STATED PROBLEM 1: In the roundup of top news stories, in what year did the Camry launch as a competitor to the Honda Accord?
STATED PROBLEM 2: Condense the paragraph of the roundup of top news stories that begins "Netflix yesterday implemented" into a short bulleted list that keeps its main facts.
STATED PROBLEM 3: Repeat everything in the roundup of top news stories from "1. Customers Irate" down to "customers. Read more.".

EXTRACT TO READ:
========
It’s always illuminating to read which stories have most touched readers’ fancies. Not surprisingly, news about big brands that have a place on our personal shelves, screens or desktop score highly: Netflix, Facebook, Apple, Google, Toyota. Promising news, such as a possible recharge of JC Penney’s battery with new CEO Ron Johnson, are definitely popular, but so also are gaffes such as the No. 1 most-clicked-upon story among all of Marketing Daily’s 1,500 or so headlines last year –- indeed, Netflix’s decision to summarily raise prices 60% is one of the most boneheaded misreadings of the customer we’re likely to ever see.
Herewith, then, are the Top 10 “Top of the News” stories for 2011 as determined by your eyeballs.
1. Customers Irate Over Netflix's Price Increase
July 13, 2011
Netflix yesterday implemented that old marketing adage: "If it ain't broke, gouge the customer." At least that's the way it initially seemed when I was served with an email informing me that to continue the same service I'm getting now come Sept. 1 -- unlimited DVDs and unlimited streaming for $9.95 -- I'll have to pay roughly 60% more, or $15.98 a month ($7.99 + $7.99). You can also get either service independent of the other for $7.99. The price changes are already in effect for new customers. Read more.
2. Whispers About Privacy Become Embarrassingly Public
May 13, 2011
The home-page tease on the San Jose Mercury News Web site this morning calls it a "potboiler that has put much of Silicon Valley on the edge of its seat," and Patrick May's lede entices us further with the promise of "an unfolding tale ... of skullduggery." Indeed, the story has had classic whodunit qualities since some bloggers and newspaper journalists let it be known that they smelled a rat when the Burson-Marsteller public relations firm refused to divulge who was paying it to pitch a story about Google's purported violations of Facebook users' privacy. Suffice it to say that they suspected it was not a disinterested party. . Read more.
3. Toyota Has A Lot Riding On Its New Camry
Aug. 24, 2011
In a massive, multi-city event that was kind of like announcing you've tweaked the taste of vanilla, Toyota yesterday unveiled the first major update since 2007 to its Camry, which has been the best-selling car in the U.S. for 13 of the last 14 years. It is the seventh generation of the vehicle, which launched as a competitor to the Honda Accord in 1983. Read more.
========
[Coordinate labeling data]

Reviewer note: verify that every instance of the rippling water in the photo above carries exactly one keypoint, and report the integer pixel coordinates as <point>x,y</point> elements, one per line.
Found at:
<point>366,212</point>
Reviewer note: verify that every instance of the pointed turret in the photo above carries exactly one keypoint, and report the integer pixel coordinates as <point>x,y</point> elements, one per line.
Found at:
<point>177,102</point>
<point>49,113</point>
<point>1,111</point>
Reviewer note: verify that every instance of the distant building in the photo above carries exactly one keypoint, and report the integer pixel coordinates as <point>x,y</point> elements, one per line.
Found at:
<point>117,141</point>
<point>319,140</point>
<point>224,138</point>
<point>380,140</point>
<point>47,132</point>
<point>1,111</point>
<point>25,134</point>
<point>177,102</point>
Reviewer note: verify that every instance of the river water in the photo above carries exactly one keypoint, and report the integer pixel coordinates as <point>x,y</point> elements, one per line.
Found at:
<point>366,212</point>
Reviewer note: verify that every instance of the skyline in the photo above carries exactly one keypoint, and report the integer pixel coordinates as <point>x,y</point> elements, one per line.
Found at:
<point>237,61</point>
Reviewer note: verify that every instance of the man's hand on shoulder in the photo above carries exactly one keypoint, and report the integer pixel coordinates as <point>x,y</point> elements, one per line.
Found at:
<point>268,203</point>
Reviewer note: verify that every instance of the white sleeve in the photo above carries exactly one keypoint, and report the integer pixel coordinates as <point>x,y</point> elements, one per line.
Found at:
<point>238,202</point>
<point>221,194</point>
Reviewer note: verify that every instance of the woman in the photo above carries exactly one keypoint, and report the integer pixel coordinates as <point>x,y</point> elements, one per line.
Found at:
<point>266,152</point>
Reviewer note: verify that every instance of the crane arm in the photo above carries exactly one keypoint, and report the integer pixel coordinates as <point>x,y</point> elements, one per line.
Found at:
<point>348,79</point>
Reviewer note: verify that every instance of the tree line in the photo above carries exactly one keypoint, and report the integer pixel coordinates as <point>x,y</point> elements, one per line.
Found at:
========
EXERCISE SOLUTION 1: 1983

EXERCISE SOLUTION 2:
- The writer got an email from Netflix about a price change.
- Starting Sept. 1, unlimited DVDs plus unlimited streaming would rise from $9.95 to $15.98 a month ($7.99 + $7.99), roughly 60% more.
- Either service alone costs $7.99.
- New customers already pay the new prices.

EXERCISE SOLUTION 3:
1. Customers Irate Over Netflix's Price Increase
July 13, 2011
Netflix yesterday implemented that old marketing adage: "If it ain't broke, gouge the customer." At least that's the way it initially seemed when I was served with an email informing me that to continue the same service I'm getting now come Sept. 1 -- unlimited DVDs and unlimited streaming for $9.95 -- I'll have to pay roughly 60% more, or $15.98 a month ($7.99 + $7.99). You can also get either service independent of the other for $7.99. The price changes are already in effect for new customers. Read more.